Selection:
━━━

Film takes you on a unique road trip

It’s taken about 20 years for the film adaptation of the award-winning novel Neither Wolf Nor Dog by Kent Nerburn to come to the big screen. It’s the story of a white writer who is called to help a Lakota Elder (played by the late Dave Bald Eagle) write a book, and who ends up on a road trip of a lifetime.

“Neither Wolf Nor Dog” will be opening today (Friday) at Animas City Theatre, and I had the chance to talk with the film’s director, Steven Lewis Simpson, about his relationship with the Pine Ridge Indian Reservation, working with a crew of two and why he thinks a movie like “Neither Wolf Nor Dog” is important.

Q: Tell me a little about yourself

A: I am a Scotsman from Aberdeen. I’ve been making feature films since my early 20s. In my late 20s, I found myself on Pine Ridge Indian Reservation and started a long journey filming there; this is my third feature-length project there; one was a feature documentary that was shot over about 13 years. It’s become a place that’s very deep-rooted in my spirit, mostly because of deep friendships there. It’s sort of one of those things where often when I do Q&As for the film, people often ask about how my experiences there have changed me – almost like looking for some sort of spiritual kind of almost cliché – but for me, it’s about friendships; there’s nowhere else in the world where I’ve been more welcome. It’s an amazing thing there.

━━━

Written exercise A: According to the film interview, who played the Lakota Elder in "Neither Wolf Nor Dog"?
Written exercise B: Pick up the film interview after its last sentence and keep going.
The listing further down has no connection to the film interview.

Dataset content:
━━━

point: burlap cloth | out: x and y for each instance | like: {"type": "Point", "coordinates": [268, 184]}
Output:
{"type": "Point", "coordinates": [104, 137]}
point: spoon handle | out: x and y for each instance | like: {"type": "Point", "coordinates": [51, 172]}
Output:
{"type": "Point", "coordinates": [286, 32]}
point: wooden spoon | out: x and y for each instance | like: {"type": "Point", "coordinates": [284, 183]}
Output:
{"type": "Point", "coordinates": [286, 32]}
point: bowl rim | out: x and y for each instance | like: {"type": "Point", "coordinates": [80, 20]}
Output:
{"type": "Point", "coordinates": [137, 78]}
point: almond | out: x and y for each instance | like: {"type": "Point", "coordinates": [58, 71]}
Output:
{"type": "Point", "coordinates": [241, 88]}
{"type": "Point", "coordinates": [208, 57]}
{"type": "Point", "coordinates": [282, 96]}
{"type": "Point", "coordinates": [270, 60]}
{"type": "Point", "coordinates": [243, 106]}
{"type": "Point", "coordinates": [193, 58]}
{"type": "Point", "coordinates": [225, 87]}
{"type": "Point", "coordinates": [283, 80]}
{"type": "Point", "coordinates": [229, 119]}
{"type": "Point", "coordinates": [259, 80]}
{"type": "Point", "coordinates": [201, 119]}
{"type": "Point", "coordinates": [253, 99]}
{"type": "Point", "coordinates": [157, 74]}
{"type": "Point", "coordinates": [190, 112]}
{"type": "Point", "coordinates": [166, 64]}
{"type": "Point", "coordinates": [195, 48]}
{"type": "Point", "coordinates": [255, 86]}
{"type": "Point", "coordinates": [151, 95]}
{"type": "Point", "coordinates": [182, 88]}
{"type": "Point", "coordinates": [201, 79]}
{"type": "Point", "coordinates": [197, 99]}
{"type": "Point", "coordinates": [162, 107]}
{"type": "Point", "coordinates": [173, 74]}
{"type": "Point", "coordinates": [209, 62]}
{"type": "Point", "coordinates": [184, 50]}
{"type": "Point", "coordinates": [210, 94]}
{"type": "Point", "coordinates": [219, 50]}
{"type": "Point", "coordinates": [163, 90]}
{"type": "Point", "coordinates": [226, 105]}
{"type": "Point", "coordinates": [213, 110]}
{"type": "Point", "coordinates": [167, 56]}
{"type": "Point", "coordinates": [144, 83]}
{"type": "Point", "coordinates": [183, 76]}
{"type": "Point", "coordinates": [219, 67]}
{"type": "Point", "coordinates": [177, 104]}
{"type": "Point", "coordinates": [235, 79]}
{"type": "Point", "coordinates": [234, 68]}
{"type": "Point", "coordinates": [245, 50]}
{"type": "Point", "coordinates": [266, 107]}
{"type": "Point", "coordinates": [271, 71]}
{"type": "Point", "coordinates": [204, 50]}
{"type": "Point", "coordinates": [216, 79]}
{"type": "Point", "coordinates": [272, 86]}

━━━

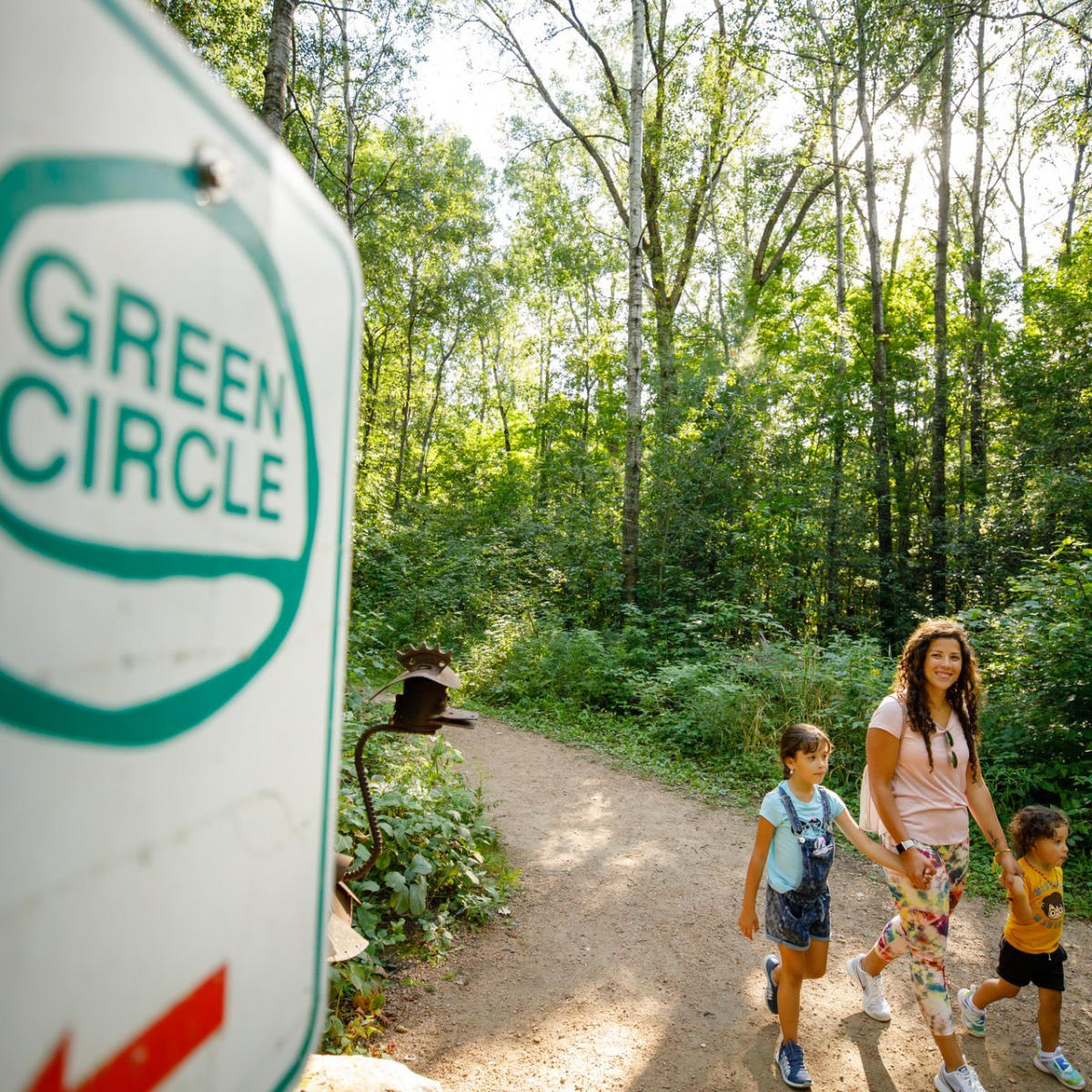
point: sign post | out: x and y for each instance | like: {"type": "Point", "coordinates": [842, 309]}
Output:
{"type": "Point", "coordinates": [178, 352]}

━━━

Exercise response A: The late Dave Bald Eagle.

Exercise response B:
One of the things I find most beautiful about people that I know there is that I’ve never been anywhere where people have kind of more reason to distrust a white, European male coming in randomly, and yet for it to be the opposite way around, I think a lot of it has to do with … the key in the narrative is that it’s a white American going in there, and I’ve always found that typically, white Americans, particularly men, or predominantly men, have a very different experience there than Europeans, and it’s because people in Lakota Country pretty much just take you on who you are. I mean, you’ll hear a lot of ‘the white man this, the white man that,’ but they’re talking about the dominant society; they’re talking about politics.

But Europeans walk in, like most people traveling, with big, goofy smiles on their faces, looking to make friends and looking to have a good time. And they do. Most people I know in Pine Ridge have friends from all around Europe, some Japanese … it’s amazing … that’s why it allowed me to create this dance in the film between the characters in a sense because I could see it all as an outsider.

Q: How did you get involved in the project? It had been something like almost 20 years for the film to happen (from book to film). Why do you think it took so long?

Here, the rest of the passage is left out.